WHAT THE EXERCISE ASKS: Return every item below unchanged, reproducing each line character for character.

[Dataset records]
________________________
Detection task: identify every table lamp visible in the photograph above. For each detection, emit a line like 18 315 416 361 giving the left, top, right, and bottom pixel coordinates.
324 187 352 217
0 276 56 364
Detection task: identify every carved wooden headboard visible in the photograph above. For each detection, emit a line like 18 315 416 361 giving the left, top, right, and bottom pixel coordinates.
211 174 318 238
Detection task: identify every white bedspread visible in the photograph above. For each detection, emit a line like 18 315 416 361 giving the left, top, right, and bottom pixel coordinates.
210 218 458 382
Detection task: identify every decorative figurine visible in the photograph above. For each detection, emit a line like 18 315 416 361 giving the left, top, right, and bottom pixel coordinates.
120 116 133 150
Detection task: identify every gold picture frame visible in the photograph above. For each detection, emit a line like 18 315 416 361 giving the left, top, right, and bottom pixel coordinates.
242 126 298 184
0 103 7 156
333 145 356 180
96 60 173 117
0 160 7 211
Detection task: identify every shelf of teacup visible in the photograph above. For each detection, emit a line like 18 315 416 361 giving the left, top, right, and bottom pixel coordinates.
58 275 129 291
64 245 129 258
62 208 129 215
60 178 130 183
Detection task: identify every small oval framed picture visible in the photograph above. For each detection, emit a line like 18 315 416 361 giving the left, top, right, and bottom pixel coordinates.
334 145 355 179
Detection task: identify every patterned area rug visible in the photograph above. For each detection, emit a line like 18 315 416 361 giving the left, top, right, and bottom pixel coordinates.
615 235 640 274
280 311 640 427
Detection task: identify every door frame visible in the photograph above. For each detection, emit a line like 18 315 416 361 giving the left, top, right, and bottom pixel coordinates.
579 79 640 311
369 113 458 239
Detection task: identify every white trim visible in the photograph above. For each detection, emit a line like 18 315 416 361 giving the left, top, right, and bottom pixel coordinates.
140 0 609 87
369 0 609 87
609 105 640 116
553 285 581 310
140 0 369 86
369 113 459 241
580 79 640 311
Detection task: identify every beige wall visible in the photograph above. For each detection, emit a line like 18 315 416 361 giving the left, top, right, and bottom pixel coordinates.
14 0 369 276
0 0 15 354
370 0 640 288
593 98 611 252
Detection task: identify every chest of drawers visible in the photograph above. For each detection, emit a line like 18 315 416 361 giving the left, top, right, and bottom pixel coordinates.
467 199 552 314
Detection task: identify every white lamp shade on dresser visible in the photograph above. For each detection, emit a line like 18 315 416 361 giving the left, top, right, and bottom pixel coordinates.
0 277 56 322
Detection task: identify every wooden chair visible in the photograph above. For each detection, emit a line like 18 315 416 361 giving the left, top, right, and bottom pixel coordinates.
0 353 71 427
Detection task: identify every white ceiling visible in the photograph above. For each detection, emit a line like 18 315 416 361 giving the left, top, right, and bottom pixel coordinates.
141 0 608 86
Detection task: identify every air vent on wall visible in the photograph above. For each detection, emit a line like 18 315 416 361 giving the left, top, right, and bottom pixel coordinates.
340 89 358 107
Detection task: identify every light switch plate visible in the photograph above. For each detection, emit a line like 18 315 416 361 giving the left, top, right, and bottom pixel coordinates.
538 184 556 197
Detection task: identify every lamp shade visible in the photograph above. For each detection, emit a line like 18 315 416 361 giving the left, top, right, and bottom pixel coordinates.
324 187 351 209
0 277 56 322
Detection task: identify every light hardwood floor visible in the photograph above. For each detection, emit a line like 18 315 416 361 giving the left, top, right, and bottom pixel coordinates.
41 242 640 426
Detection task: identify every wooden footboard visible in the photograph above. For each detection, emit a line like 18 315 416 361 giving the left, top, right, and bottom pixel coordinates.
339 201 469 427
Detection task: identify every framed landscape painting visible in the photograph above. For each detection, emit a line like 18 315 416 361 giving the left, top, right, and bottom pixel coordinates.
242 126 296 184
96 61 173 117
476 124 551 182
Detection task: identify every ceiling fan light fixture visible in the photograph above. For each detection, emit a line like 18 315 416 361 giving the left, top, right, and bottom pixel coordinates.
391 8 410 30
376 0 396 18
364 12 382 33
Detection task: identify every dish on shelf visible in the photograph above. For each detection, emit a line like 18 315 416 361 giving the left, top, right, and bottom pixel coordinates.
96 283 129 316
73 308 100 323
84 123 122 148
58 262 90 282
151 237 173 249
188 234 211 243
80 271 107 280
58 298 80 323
________________________
TASK ANSWER:
Detection task: identify every table lamp visible in the photograph above. For each detection, emit a line like 18 315 416 361 giving the left, top, right, and bottom pixel coordinates.
324 187 352 217
0 276 56 364
Detection task: identify every carved wooden headboard visible in the photograph above. For each detection, emit a line like 18 315 416 361 giving the left, top, right, and bottom pixel coordinates.
211 174 318 238
Detection task: identify every white bedspread visible in the photograph above. For each detection, emit a line like 18 315 416 361 giving the left, top, right, and bottom pixel coordinates.
210 218 458 382
Detection task: identify every decorative figurine visible in the photograph above. For each detection, emit a line like 18 315 416 361 giving the left, top, right, and bottom pixel coordinates.
120 116 133 150
Detection task: identify every gold picture frame visible in the photograph above. For each detection, emit a line like 18 315 416 361 giving the left, top, right, and bottom pixel coordinates.
242 126 298 184
0 103 7 156
333 145 356 180
96 60 173 117
0 160 7 211
Detection task: identify every shelf of teacup visible in the photograph above. For each detection, emit a line like 18 315 416 361 giving the left, top, right, and bottom pixel coordinates.
58 275 129 291
64 245 129 258
62 208 129 215
60 178 130 183
Detection task: identify every small oval framed picture visible in the photograph above. For each detection, emit a line like 18 315 416 361 giving the left, top, right, and bottom pixel coordinates.
334 145 355 179
Detection task: identify every patterned area rug visible in the photograph above. For each detection, emit a line like 18 315 416 361 giving the left, top, right, and bottom pixel coordinates.
615 235 640 274
280 311 640 427
Detection task: identify every door frame visible in the photograph above. For each detection, emit a line like 18 315 416 361 giving the left, top, right, and bottom pixel coordinates.
579 79 640 311
369 113 458 239
Detection task: identify every white trim visible in the photograph above. For each detection, emit a line like 18 315 416 361 giving the left, top, right, and bottom pixel coordinates.
140 0 609 87
369 0 609 87
609 105 640 116
553 285 581 310
140 0 369 86
369 113 459 241
580 79 640 311
Detection task: identify every beige wall visible in the photograph above. For each detection, emit a line like 18 315 416 361 giving the left, top, right, and bottom pixel coordinates.
14 0 369 276
0 0 15 354
370 0 640 288
593 98 611 252
Detection task: identify every chest of drawers visible in the photograph above. For each detection, emit a line like 18 315 416 361 giving the left, top, right, and bottom pixel coordinates.
467 199 552 314
Detection task: identify every white lamp shade on dresser visible in the photograph above. For each detection, emit a line like 18 315 416 361 giving the left, top, right, and bottom pixel coordinates.
0 277 56 322
Detection task: identify every wooden chair visible in the photograph above. For each detection, emit a line like 18 315 416 361 giving the left, top, right, and bottom pixel coordinates.
0 353 71 427
Detection task: identify every white ceiling visible in the photograph above. For each detection, emit a line like 18 315 416 361 giving the left, top, right, and bottom pixel coordinates.
141 0 608 86
Detection task: identify every air vent on wall visible in the photograph above. For each detection, emit a line like 18 315 416 361 giving the left, top, right, and bottom pixel coordinates.
340 89 358 107
Detection task: identify every light switch plate visible in the photograph above. For each detection, emit a line like 18 315 416 361 giving the left, top, right, and bottom pixel coordinates.
538 184 556 197
Detection task: identify every lamp shade visible in the photograph above. For each detection, emit a line like 18 315 416 361 giving the left, top, right, and bottom pixel coordinates.
324 187 351 209
0 277 56 322
Detection task: identify every light hardwood floor visible in the photograph above. For each detection, emit a line like 18 315 416 361 giving the left, top, right, and bottom pixel coordinates.
41 242 640 426
Detection task: identify every wooden footboard visible in the photograph above. For each detection, emit a line like 18 315 416 361 giving the left, top, right, and bottom pixel coordinates.
339 201 469 427
Detection task: identify every framed landscape painting visible in the photograph above. For each detection, emit a line like 18 315 416 361 giving the left, top, right, and bottom pixel coordinates.
242 126 296 184
96 61 173 117
476 124 551 182
Detection task: identify every ceiling fan light fixture visible in the photograph above. For each detection, emit a line like 18 315 416 361 giving the left, top, right, and bottom pixel coordinates.
391 8 410 30
376 0 396 18
364 12 382 33
Detection task: identify every dish on shelf visible in the photograph above. For each detection, emit a line like 18 315 416 361 giving the left, top, right, and bottom pixel coordinates.
96 283 129 316
73 308 100 323
84 123 122 148
58 262 90 282
151 237 173 249
188 234 211 243
80 271 107 280
58 298 80 323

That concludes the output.